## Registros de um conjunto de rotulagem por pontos
——————————

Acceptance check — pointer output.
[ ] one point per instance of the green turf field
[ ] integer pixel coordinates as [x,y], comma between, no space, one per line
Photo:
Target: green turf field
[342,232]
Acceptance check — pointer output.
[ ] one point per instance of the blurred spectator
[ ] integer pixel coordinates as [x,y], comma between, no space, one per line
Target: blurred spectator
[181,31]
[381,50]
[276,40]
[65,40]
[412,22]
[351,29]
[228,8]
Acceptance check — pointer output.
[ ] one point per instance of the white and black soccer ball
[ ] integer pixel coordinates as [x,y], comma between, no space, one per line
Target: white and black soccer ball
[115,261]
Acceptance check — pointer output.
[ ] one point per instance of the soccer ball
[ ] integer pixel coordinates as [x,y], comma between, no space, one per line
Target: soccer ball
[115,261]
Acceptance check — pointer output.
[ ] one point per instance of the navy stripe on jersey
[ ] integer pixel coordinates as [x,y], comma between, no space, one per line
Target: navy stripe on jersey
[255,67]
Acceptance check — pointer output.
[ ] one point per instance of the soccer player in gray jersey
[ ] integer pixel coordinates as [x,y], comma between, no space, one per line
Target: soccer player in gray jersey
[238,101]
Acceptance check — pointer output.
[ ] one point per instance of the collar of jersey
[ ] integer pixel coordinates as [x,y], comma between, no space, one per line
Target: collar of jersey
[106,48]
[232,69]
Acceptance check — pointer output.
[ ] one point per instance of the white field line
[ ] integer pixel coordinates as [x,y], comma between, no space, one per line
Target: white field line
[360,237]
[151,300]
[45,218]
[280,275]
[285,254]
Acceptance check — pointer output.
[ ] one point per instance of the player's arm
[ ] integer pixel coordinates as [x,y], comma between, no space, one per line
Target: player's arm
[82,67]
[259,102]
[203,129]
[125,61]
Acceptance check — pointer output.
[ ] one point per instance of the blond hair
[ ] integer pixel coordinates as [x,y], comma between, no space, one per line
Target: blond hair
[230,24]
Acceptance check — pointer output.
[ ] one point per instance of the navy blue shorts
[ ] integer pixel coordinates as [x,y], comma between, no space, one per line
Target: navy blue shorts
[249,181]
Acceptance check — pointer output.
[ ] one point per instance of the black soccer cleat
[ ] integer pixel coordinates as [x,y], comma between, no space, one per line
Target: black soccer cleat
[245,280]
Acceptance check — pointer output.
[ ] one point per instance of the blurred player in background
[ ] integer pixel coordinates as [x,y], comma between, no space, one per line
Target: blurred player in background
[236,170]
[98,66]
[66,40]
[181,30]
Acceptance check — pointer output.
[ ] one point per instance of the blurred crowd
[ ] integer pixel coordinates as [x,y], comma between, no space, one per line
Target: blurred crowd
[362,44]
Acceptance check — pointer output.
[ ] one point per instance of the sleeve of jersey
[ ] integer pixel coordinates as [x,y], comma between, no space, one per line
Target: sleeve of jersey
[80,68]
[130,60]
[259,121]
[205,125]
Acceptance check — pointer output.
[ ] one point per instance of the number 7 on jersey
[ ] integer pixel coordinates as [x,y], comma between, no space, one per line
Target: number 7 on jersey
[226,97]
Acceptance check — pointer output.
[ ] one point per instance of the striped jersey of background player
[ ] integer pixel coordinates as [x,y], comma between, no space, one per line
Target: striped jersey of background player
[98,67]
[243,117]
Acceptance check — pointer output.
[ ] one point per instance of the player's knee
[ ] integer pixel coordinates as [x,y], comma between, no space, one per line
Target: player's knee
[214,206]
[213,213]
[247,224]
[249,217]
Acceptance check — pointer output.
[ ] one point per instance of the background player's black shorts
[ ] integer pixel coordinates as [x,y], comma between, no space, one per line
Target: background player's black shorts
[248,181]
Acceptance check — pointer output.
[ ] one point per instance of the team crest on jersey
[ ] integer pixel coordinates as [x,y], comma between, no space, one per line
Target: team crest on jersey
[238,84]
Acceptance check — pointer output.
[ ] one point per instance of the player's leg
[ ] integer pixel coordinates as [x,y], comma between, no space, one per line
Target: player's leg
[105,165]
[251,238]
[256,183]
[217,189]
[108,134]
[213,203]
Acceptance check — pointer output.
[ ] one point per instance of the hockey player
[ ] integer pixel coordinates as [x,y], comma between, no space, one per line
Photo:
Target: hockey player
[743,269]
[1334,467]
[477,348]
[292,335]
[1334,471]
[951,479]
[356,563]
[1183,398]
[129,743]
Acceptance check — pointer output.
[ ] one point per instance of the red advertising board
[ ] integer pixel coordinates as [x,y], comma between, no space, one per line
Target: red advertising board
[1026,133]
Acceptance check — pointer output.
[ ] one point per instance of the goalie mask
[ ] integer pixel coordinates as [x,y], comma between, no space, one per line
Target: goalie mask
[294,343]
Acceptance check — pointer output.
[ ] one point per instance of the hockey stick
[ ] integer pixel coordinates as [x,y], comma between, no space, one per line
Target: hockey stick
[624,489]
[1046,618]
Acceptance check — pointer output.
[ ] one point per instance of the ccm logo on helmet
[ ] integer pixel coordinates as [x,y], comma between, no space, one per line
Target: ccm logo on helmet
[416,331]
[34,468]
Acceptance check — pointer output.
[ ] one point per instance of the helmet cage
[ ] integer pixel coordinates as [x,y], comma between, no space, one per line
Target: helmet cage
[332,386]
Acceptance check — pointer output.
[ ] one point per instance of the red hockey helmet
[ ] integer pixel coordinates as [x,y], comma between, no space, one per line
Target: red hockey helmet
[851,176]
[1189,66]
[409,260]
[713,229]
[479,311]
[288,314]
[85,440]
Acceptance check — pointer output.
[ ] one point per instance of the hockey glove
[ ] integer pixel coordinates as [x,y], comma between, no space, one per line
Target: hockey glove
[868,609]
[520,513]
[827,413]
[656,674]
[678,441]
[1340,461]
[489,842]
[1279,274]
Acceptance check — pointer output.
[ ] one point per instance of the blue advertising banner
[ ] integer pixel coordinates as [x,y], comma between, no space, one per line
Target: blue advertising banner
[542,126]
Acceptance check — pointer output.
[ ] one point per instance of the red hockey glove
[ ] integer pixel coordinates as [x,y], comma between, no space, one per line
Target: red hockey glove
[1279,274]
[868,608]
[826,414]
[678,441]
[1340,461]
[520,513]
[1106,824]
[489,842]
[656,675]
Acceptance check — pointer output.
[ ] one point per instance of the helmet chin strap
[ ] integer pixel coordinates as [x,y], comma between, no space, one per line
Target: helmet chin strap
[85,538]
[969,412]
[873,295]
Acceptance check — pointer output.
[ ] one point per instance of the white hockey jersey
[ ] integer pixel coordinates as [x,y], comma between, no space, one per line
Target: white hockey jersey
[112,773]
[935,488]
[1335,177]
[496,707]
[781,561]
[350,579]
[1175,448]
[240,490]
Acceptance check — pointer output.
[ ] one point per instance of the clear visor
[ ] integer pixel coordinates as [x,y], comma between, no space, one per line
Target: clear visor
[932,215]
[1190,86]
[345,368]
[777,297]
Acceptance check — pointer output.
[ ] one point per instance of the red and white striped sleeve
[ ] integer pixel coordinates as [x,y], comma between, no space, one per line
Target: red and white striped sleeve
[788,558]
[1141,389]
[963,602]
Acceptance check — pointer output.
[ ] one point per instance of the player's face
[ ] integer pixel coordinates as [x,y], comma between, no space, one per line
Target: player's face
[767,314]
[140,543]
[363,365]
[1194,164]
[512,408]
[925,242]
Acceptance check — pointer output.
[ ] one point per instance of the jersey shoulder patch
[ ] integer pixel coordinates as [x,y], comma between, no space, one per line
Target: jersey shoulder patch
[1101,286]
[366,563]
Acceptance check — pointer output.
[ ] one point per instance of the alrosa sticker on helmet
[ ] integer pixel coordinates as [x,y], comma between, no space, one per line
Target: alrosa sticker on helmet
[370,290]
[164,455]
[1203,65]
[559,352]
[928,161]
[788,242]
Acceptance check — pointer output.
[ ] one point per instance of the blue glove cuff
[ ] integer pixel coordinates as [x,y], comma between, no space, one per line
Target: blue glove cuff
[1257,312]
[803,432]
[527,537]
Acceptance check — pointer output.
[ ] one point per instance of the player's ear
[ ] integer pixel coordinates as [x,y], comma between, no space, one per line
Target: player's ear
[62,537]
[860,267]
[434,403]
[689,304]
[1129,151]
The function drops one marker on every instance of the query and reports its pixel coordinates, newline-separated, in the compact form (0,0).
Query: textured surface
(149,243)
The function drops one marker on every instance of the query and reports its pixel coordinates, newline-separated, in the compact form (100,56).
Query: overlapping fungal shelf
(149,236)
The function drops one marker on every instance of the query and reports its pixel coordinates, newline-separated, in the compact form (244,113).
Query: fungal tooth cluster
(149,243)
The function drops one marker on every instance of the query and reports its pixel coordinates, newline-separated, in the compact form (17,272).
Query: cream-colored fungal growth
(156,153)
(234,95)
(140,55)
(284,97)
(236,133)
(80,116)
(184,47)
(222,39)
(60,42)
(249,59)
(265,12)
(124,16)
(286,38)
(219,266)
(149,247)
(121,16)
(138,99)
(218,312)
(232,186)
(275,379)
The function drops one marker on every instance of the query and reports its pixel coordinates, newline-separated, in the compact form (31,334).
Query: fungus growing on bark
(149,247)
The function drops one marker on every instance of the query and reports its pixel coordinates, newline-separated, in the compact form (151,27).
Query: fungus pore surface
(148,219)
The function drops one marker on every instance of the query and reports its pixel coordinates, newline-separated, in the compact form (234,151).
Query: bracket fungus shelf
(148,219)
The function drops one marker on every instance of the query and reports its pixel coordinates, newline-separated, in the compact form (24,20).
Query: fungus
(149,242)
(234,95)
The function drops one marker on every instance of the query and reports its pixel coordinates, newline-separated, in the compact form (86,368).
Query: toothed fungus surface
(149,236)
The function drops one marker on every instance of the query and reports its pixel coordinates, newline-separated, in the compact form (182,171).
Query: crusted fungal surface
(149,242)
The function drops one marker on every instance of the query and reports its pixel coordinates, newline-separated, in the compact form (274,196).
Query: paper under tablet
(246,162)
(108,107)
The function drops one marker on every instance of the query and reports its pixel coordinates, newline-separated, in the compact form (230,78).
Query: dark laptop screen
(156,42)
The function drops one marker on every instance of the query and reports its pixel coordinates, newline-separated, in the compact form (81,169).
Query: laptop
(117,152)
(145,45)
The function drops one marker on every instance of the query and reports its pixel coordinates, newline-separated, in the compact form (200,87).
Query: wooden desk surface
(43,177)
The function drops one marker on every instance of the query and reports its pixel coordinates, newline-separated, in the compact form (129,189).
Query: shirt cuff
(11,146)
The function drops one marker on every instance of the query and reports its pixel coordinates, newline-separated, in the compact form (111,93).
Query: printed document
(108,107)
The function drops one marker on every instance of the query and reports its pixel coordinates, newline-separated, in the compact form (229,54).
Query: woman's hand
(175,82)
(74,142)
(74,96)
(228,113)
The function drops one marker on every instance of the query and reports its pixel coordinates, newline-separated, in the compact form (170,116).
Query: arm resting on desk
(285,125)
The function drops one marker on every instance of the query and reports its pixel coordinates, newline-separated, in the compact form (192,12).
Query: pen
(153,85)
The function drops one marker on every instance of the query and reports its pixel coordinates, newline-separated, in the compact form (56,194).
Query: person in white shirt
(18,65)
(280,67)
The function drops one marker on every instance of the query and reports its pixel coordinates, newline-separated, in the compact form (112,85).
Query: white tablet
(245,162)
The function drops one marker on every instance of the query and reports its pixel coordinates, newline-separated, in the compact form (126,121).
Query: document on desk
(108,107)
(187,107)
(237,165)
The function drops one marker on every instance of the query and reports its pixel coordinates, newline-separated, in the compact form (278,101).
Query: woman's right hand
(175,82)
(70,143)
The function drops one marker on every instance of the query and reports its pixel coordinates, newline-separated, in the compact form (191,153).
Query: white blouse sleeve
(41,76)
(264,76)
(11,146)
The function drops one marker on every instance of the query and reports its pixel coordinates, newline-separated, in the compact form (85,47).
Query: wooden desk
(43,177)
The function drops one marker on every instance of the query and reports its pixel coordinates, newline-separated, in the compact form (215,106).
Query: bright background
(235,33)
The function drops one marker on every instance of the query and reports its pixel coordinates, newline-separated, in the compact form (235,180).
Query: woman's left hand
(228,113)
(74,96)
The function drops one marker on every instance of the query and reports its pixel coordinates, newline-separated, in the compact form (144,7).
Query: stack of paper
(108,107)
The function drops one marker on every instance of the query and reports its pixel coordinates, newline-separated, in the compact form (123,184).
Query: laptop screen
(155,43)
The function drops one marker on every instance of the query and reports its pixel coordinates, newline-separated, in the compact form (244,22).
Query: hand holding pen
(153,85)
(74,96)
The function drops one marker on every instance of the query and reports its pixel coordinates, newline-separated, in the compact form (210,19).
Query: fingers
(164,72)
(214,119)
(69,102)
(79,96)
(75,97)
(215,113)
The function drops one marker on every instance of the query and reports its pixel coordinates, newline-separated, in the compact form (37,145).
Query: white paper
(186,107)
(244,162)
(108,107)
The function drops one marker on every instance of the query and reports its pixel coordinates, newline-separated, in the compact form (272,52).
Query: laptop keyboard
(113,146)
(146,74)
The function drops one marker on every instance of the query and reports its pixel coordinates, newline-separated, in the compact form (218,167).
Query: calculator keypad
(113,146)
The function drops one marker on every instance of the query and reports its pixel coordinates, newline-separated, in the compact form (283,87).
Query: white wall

——————————

## Instruções e requisitos
Copie novamente o trecho dos itens que começa na linha que contém "compact form (37,145)." e segue até o final, substituindo "marker" por "dot" e deixando todo o resto sem alterações.

## A resposta
The function drops one dot on every instance of the query and reports its pixel coordinates, newline-separated, in the compact form (37,145).
Query: white paper
(186,107)
(244,162)
(108,107)
The function drops one dot on every instance of the query and reports its pixel coordinates, newline-separated, in the compact form (272,52).
Query: laptop keyboard
(113,146)
(146,74)
The function drops one dot on every instance of the query and reports its pixel coordinates, newline-separated, in the compact form (218,167).
Query: calculator keypad
(113,146)
The function drops one dot on every instance of the query and reports its pixel coordinates, newline-separated, in the compact form (283,87).
Query: white wall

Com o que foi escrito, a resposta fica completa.